DALTON-Dataset

We present spatiotemporal measurements of air quality from 30 indoor sites over six months during the summer and winter seasons (89.1M samples, totaling 13646 hours of air quality data and 3957 activity annotations from 24 participants among 46 occupants). The sites are geographically located across four regions of type: rural, suburban, and urban, covering the typical low to middle-income population in India. The dataset contains various indoor environments (e.g., studio apartments, classrooms, research laboratories, food canteens, and residential households). Fig. 1 shows the overview of the data collection setup in a typical indoor environment. Our dataset provides the basis for data-driven learning model research aimed at coping with unique pollution patterns in developing countries.

Fig.1: Overview of the field study and data collection with multiple air quality monitors in a typical indoor setup.

Installation

To install the required packages in your python(>=3.11) environment you need to run the below commands:

git clone https://github.com/prasenjit52282/dalton-dataset.git
sudo apt-get update
sudo apt-get install make
cd dalton-dataset
pip install -r requirements.txt

Attributes

We have given comprehensive metadata for all the sensors and their placemant in Metadata folder. The collected air quality and other necessary attributes from each sensor is as shown below.

Parameters	Description
`ts`	Timestamp `yyyy/mm/dd HH:MM:SS` from the ESP32 MCU after reading sensor values
`T`	Temperature reading of the indoor environment in celsius at time ts
`H`	Humidity reading of the indoor environment in percentage at time ts
`PMS1`	Less than 1 micron dust particle readings in parts per million (ppm) at time ts
`PMS2_5`	Less than 2.5 micron dust particle readings in ppm at time ts
`PMS10`	Less than 10 micron dust particle readings in ppm at time ts
`CO2`	Carbon dioxide concentration in ppm at time ts
`NO2`	Nitrogen dioxide concentration in ppm at time ts
`CO`	Carbon monoxide concentration in ppm at time ts
`VoC`	Volatile organic compounds concentration in parts per billion (ppb) at time ts
`C2H5OH`	Ethyl alcohol concentration in ppb at time ts
`ID`	Unique identifier of the deployed sensor (e.g., `41`, `42`, etc.)
`Loc`	Location of the sensor in the indoor environment (e.g., `Kitchen`, `Bedroom`, etc.)
`Customer`	Participant name of the measurement site, replaced with `SiteID` to preserve privacy (`H1`-`H13`, `A1`-`A8`, `R1`-`R5`, `F1`, `F2`, `C1`, `C2`) as per Metadata/Site_wise_details.csv
`Ph`	Phone number of the customer for urgent contact, replaced with `XXXX` to preserve privacy

The raw activities and events (in total 3957 annotations) are stored in the Annotations.csv file of Metadata folder. As annotation may come from different occupants from the same site, we have given unique identifier to each participant (P1 - P46). Each annotation is comprised of the following values.

Parameters	Description
`ts`	Starting timestamp `yyyy/mm/dd HH:MM:SS` of the indoor event or activity
`Label`	Activity or event label (e.g., `Frying fish`, `AC off`, etc.) with detailed description (if possible)
□ □ □ □ □ □ □
Reproduce the part of the DALTON dataset description starting at "We have given comprehensive" and ending at "as shown below.". Draw only on the DALTON dataset description above.

-- DATA --
□ □ □ □ □ □ □
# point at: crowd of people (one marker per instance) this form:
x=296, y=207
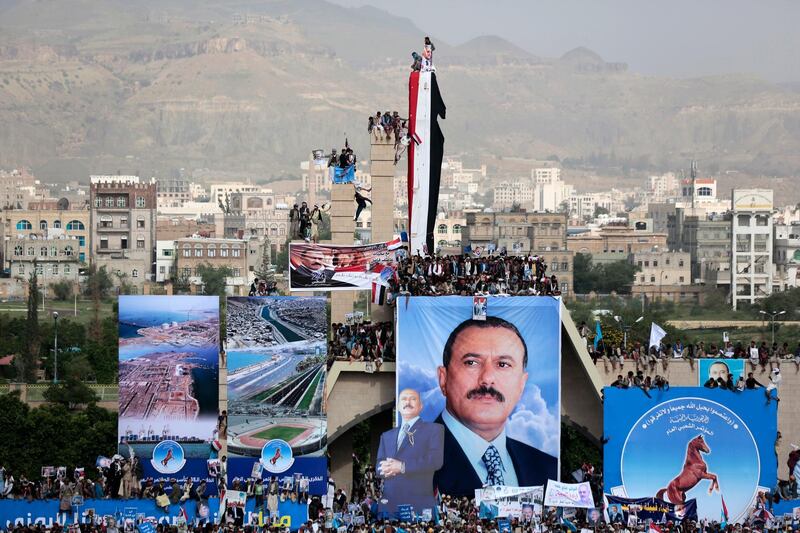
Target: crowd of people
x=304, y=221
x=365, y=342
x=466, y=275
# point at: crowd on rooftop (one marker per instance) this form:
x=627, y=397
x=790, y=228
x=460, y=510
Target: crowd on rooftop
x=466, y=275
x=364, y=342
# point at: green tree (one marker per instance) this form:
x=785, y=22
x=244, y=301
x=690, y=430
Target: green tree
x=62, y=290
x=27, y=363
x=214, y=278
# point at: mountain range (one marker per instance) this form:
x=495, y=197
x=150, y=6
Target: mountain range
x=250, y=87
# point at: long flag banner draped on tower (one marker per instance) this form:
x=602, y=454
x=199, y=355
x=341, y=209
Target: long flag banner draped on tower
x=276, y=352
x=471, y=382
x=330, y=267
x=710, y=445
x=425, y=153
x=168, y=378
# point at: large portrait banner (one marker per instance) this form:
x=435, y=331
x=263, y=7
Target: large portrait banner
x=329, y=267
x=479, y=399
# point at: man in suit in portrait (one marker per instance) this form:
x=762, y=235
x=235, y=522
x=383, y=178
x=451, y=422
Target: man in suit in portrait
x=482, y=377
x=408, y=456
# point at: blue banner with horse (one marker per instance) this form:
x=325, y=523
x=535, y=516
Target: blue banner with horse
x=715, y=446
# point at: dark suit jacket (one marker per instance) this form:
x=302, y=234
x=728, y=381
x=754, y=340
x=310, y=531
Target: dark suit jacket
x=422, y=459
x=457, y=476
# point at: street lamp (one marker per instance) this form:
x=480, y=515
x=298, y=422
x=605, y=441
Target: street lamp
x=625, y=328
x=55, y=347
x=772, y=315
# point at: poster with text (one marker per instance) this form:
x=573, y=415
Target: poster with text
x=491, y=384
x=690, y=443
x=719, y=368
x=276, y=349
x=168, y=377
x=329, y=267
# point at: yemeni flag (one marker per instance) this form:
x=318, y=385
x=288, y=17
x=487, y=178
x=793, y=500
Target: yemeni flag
□ □ □ □ □ □ □
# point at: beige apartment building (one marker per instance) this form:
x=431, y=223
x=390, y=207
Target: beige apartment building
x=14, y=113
□ □ □ □ □ □ □
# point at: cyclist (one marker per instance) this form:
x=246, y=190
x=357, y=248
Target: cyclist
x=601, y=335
□ □ □ □ □ □ □
-- FINISHED EXERCISE --
We have given comprehensive metadata for all the sensors and their placemant in Metadata folder. The collected air quality and other necessary attributes from each sensor is as shown below.